### Text segment:
[Start]
In a piece I wrote last year for Zero Books’ The Resistible Demise Of Michael Jackson, I argued that the sense of self-conscious scale and event in 80s music came partly as an after-effect of Thriller’s colossal sales, which suggested an inflated reach for pop, an expansion in the limits of what was commercially possible. This was a fantasy – no record has come close to Thriller’s sales since – but it created a moment in which pop, and specifically Jackson, could sit at the centre of a celebrity universe.

Bad was the product of that moment and as such it’s probably the hardest of Jackson’s records to get a handle on, since it mostly exists as its endless parade of singles, a two-year processional ending in the pure decadence of “Liberian Girl”‘s celebrity-soaked video. In America, “I Just Can’t Stop..” was the first of five #1s in a row for him: in Britain, it’s the only Bad single to top the charts – his grip was beginning to slacken.
[End]
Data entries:
[Start]
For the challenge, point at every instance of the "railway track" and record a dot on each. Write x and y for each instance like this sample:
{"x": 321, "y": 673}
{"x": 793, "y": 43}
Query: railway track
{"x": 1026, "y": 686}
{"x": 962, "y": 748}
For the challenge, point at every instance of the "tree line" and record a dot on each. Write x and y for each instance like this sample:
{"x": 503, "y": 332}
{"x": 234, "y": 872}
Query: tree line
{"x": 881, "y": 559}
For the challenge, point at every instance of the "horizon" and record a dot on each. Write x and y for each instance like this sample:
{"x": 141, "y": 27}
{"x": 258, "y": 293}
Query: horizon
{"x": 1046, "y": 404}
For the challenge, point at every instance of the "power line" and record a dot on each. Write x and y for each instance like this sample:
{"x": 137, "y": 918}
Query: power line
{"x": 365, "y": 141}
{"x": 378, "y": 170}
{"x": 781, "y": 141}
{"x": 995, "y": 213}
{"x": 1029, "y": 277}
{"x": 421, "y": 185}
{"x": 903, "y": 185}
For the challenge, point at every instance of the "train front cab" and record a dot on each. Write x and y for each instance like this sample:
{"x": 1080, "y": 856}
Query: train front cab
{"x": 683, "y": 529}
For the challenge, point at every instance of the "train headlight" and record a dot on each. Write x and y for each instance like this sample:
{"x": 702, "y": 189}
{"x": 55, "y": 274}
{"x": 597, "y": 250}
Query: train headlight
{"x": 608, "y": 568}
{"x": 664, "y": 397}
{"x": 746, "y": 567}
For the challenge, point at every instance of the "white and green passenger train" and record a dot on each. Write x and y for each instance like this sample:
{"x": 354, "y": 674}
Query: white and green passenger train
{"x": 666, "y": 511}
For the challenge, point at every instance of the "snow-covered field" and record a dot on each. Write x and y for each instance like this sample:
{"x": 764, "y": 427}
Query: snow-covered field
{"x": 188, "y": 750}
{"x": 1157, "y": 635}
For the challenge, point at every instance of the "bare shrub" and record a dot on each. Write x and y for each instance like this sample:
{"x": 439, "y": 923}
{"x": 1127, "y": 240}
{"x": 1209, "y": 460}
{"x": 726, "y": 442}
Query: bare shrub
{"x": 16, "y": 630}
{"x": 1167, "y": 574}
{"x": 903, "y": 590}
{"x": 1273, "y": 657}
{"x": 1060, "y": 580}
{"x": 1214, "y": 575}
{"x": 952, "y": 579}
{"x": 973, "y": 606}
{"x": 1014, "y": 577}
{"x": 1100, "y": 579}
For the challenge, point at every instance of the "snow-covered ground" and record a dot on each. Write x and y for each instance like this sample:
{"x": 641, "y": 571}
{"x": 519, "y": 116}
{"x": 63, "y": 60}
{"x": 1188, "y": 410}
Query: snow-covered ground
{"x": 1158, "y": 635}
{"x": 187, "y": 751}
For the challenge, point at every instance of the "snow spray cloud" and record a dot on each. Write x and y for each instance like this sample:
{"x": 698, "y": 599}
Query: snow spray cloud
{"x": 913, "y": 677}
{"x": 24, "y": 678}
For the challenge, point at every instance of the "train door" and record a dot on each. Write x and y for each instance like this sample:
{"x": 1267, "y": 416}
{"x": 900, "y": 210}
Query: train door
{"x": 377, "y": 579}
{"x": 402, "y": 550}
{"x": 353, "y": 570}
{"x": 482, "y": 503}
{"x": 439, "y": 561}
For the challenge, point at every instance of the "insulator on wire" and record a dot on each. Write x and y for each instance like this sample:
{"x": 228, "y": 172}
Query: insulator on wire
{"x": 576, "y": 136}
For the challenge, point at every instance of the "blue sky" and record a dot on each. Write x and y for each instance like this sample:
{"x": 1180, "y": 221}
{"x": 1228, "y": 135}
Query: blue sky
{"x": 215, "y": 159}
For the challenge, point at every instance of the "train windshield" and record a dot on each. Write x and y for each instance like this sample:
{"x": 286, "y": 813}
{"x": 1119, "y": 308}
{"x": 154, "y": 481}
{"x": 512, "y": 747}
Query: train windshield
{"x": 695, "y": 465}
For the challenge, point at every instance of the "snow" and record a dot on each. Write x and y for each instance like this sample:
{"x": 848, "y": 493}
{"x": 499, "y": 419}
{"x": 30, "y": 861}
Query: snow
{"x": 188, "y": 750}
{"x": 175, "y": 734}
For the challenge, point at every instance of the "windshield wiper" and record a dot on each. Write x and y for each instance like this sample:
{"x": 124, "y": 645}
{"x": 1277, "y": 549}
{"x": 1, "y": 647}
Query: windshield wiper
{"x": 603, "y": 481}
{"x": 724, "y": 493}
[End]
### What you will do:
Reproduce the Michael Jackson text in full, word for word. Nothing in the items is required here.

### Complete output:
In a piece I wrote last year for Zero Books’ The Resistible Demise Of Michael Jackson, I argued that the sense of self-conscious scale and event in 80s music came partly as an after-effect of Thriller’s colossal sales, which suggested an inflated reach for pop, an expansion in the limits of what was commercially possible. This was a fantasy – no record has come close to Thriller’s sales since – but it created a moment in which pop, and specifically Jackson, could sit at the centre of a celebrity universe.

Bad was the product of that moment and as such it’s probably the hardest of Jackson’s records to get a handle on, since it mostly exists as its endless parade of singles, a two-year processional ending in the pure decadence of “Liberian Girl”‘s celebrity-soaked video. In America, “I Just Can’t Stop..” was the first of five #1s in a row for him: in Britain, it’s the only Bad single to top the charts – his grip was beginning to slacken.